From the data below, retype exactly the lines starting with the one that contains "Target: wooden cabinet" and ending with the one that contains "[(1281, 444), (748, 385)]", both included.

##########

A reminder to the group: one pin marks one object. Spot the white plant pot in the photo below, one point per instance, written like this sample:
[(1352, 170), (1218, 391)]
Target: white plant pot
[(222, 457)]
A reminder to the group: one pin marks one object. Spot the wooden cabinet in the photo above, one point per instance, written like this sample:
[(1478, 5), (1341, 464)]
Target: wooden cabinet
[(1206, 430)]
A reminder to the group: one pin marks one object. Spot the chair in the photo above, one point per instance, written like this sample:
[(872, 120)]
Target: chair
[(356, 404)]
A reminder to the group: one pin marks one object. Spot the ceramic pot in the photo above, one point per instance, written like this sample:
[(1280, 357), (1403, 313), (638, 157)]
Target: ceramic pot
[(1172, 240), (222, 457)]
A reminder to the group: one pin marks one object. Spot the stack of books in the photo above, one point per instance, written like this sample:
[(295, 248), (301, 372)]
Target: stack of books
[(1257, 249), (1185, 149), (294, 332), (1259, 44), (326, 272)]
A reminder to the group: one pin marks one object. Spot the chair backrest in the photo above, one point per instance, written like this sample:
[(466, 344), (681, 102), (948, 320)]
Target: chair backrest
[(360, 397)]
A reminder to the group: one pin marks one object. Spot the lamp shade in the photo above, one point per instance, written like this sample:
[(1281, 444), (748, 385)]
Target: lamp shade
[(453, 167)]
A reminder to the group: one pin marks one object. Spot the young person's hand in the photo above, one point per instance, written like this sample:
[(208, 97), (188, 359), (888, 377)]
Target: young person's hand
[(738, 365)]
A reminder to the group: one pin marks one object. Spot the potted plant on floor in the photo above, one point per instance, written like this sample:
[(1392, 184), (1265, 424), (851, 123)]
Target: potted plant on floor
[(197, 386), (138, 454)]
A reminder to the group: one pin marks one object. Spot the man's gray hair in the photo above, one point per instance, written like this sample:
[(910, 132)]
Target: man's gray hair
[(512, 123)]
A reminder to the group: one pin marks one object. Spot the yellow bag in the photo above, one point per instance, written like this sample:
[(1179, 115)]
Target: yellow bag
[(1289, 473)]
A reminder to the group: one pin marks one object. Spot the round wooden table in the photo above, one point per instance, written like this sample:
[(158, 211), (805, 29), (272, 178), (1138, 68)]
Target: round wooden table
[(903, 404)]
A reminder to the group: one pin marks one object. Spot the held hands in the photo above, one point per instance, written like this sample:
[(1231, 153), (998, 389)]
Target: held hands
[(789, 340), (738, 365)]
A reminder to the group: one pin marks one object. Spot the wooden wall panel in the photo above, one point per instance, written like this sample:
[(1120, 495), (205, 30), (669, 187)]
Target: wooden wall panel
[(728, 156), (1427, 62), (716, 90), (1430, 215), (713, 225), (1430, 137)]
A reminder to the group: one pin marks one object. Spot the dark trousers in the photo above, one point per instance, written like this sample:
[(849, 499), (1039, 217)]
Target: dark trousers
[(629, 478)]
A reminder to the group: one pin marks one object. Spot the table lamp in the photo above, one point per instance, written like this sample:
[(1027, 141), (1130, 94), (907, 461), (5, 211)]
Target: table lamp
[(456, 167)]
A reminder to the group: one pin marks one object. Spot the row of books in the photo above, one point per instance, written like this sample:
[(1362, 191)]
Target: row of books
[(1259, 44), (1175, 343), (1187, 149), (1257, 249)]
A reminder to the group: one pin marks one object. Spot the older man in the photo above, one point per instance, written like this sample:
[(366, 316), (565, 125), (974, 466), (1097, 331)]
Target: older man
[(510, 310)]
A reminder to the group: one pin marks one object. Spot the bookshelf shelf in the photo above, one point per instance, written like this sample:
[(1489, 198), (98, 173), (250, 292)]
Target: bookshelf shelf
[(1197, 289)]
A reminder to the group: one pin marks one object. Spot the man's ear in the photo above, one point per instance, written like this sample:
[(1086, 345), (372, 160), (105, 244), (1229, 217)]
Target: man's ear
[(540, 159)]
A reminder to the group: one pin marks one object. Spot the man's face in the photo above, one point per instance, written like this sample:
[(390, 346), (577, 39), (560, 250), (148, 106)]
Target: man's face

##########

Output for this exercise:
Target: wooden cabinet
[(1206, 430)]
A reminder to the group: one pin marks one object. Spot the chair in the photo above, one point per instance, written like this sample:
[(872, 120)]
Target: chair
[(356, 404)]
A reminder to the group: one pin marks one object. Spot the ceramic pot in the photo above, one point per instance, written like this sample:
[(1280, 357), (1403, 313), (638, 157)]
Target: ceramic pot
[(1172, 240), (222, 457)]
A reminder to the group: one pin marks one object. Spot the stack of books in the photo above, one point per instance, written like this sample:
[(295, 248), (301, 372)]
Target: stack of books
[(1257, 249), (1185, 149), (294, 332), (1259, 44), (326, 272)]
A reminder to the group: one pin marks one object. Spot the chair backrest in the photo above, one point per instance, written like this sample:
[(466, 344), (681, 102), (948, 320)]
Target: chair backrest
[(360, 397)]
A reminder to the group: one pin marks one object. Spot the lamp shade in the photo above, one point per instance, written like this sample:
[(1281, 444), (748, 385)]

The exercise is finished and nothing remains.